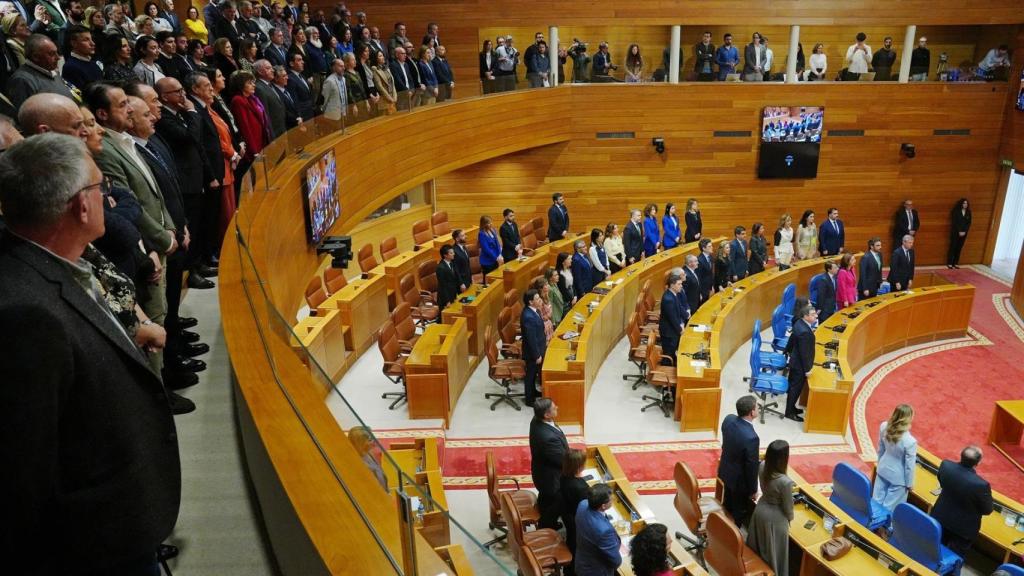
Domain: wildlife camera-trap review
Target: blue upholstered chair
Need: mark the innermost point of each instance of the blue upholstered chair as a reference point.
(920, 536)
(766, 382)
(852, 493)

───

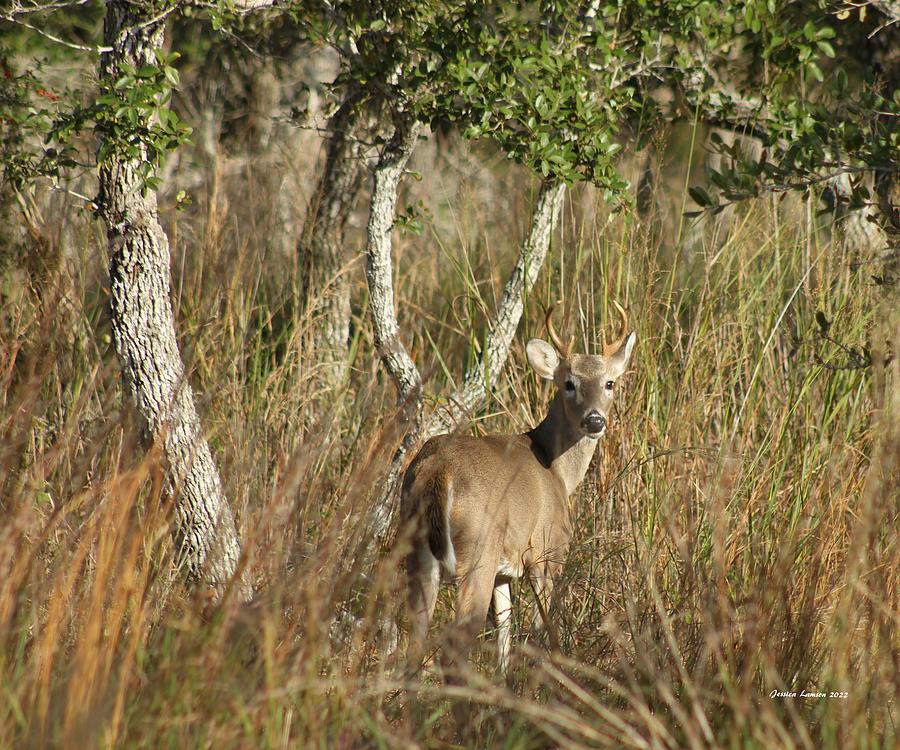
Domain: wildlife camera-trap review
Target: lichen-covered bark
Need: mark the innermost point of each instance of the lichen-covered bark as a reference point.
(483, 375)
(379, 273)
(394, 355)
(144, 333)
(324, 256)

───

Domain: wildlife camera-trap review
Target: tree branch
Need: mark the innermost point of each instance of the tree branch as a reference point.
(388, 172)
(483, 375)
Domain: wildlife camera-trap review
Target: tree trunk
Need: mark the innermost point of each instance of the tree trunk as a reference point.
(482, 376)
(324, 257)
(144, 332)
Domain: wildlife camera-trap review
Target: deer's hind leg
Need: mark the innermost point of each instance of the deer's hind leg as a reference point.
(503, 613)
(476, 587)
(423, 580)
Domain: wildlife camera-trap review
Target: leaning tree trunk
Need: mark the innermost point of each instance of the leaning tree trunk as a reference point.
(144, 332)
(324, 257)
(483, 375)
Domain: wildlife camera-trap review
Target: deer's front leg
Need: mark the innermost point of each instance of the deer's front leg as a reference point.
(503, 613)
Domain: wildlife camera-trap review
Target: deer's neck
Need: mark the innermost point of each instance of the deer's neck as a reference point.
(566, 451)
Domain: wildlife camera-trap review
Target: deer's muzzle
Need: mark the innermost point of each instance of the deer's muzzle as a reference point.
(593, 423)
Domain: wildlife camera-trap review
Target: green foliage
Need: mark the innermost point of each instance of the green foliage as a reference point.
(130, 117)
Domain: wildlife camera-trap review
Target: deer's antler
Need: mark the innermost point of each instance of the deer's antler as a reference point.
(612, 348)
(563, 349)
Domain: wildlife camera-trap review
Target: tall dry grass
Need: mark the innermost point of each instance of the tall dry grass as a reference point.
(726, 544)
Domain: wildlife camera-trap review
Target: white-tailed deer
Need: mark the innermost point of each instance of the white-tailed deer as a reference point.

───

WHAT TO PRODUCE
Show each line in the entries above that contains the word "tall", copying every such line in full.

WRITTEN ANSWER
Target: tall dry grass
Need: mark the innermost point of each instance of the tall dry grass as a reference point.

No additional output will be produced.